--- Material for this exercise ---
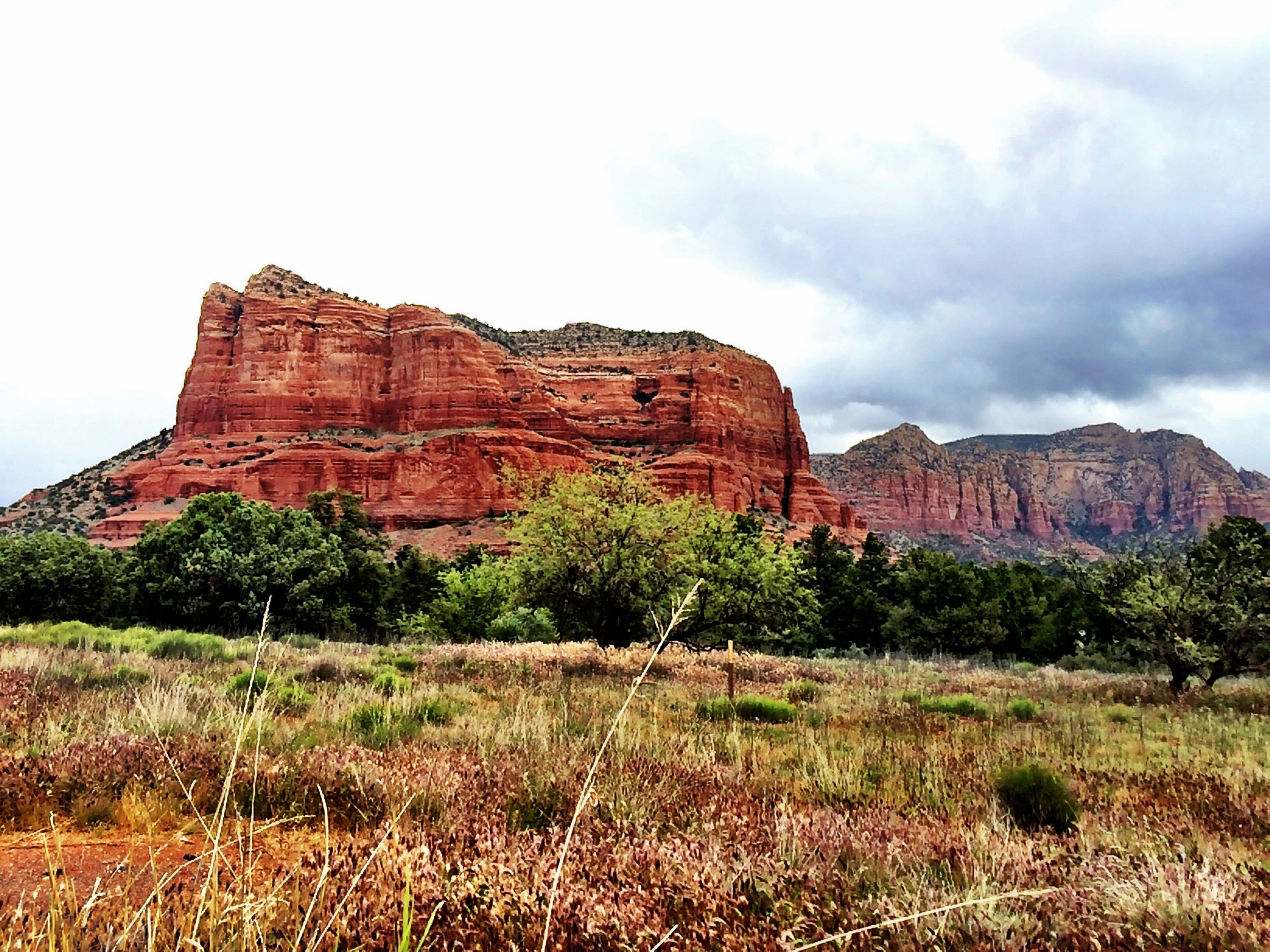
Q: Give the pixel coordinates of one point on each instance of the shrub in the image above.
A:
(326, 669)
(524, 625)
(535, 807)
(433, 710)
(249, 683)
(1023, 710)
(957, 706)
(370, 725)
(294, 700)
(305, 643)
(1119, 714)
(181, 645)
(803, 691)
(389, 683)
(747, 709)
(381, 725)
(121, 677)
(405, 664)
(1038, 799)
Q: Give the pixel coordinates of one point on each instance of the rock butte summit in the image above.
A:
(296, 389)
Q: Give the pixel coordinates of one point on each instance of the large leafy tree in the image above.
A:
(604, 551)
(1203, 611)
(828, 569)
(365, 583)
(943, 606)
(600, 550)
(60, 578)
(751, 591)
(218, 565)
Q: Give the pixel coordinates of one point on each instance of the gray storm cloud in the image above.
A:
(1118, 243)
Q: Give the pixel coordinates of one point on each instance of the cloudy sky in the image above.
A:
(1018, 217)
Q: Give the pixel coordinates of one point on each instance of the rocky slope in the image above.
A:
(1094, 486)
(295, 388)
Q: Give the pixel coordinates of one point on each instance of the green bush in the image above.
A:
(184, 647)
(957, 706)
(1023, 710)
(326, 669)
(524, 625)
(121, 677)
(747, 709)
(1119, 714)
(372, 726)
(433, 710)
(384, 725)
(305, 643)
(251, 683)
(405, 664)
(294, 700)
(535, 807)
(1038, 799)
(803, 691)
(389, 683)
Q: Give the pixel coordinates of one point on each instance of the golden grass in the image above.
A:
(863, 813)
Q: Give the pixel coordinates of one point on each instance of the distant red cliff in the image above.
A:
(1089, 488)
(295, 389)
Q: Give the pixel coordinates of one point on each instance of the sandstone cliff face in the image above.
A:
(295, 389)
(1088, 485)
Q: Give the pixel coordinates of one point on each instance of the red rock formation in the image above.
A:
(296, 389)
(1038, 492)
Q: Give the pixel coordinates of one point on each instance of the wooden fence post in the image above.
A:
(732, 674)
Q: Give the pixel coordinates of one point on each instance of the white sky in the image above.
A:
(481, 159)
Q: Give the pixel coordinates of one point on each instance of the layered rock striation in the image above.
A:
(1093, 485)
(295, 389)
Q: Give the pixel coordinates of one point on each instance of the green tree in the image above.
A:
(1203, 611)
(360, 592)
(600, 550)
(470, 601)
(943, 606)
(61, 578)
(215, 568)
(828, 568)
(751, 588)
(416, 582)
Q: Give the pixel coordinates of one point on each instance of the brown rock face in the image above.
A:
(1040, 492)
(296, 389)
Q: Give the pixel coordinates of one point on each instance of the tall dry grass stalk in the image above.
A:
(590, 784)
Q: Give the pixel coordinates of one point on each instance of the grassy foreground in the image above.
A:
(376, 789)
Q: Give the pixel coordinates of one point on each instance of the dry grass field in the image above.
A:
(417, 799)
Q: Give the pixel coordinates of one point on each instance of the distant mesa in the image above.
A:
(295, 389)
(994, 495)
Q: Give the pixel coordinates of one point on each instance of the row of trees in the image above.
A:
(596, 555)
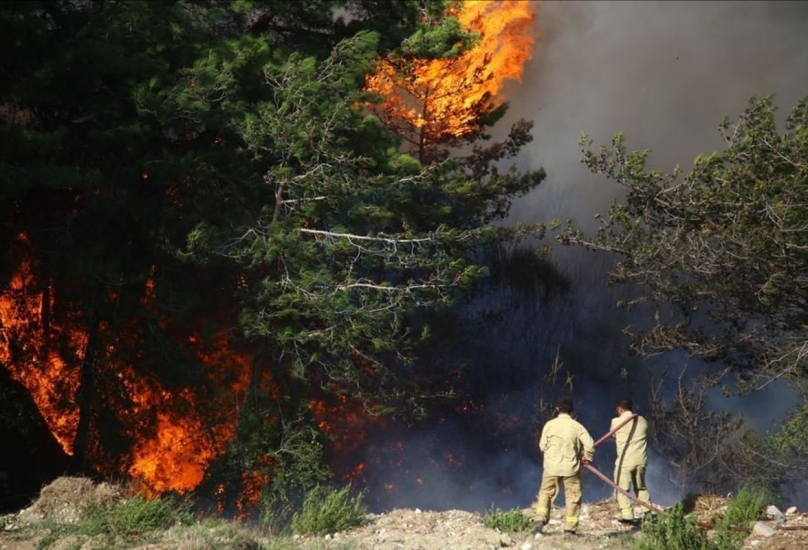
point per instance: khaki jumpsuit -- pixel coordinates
(564, 443)
(632, 461)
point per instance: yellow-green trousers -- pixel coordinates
(572, 496)
(625, 478)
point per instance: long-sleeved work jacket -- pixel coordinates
(631, 440)
(564, 441)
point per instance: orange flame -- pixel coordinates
(429, 102)
(185, 438)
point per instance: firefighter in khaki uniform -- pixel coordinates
(566, 445)
(632, 458)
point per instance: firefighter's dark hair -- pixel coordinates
(564, 405)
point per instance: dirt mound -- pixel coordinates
(65, 500)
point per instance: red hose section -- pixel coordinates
(654, 507)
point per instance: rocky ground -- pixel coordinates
(63, 501)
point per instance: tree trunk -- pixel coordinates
---
> **Directions for this task**
Write out, exactly as given, the line containing "mesa in the image above." and every line after it through the end, with no pictures.

> **Task response**
Q: Give the pixel coordinates of one point on each instance of the distant mesa in the image above.
A:
(295, 389)
(994, 495)
Q: Give the pixel coordinates of one point on each instance of the row of trees in the image above.
A:
(596, 555)
point per instance: khaki jumpsuit -- pixel coordinates
(564, 443)
(632, 461)
point per instance: yellow-green trousers -- pixel coordinates
(572, 496)
(625, 478)
point per instance: long-sleeved work jacket -- pixel coordinates
(631, 440)
(564, 441)
point per instance: orange flame -- pixel coordinates
(429, 102)
(185, 438)
point per instance: firefighter in khaki uniform -- pixel coordinates
(566, 445)
(632, 458)
point per instance: firefighter's dark hair -- pixel coordinates
(564, 405)
point per instance: dirt mound -- pixel coordinates
(65, 500)
point per instance: red hose section -- pixel coordinates
(654, 507)
point per instance: rocky ground -- pixel coordinates
(63, 501)
point per instance: tree trunk -- pixel coordinates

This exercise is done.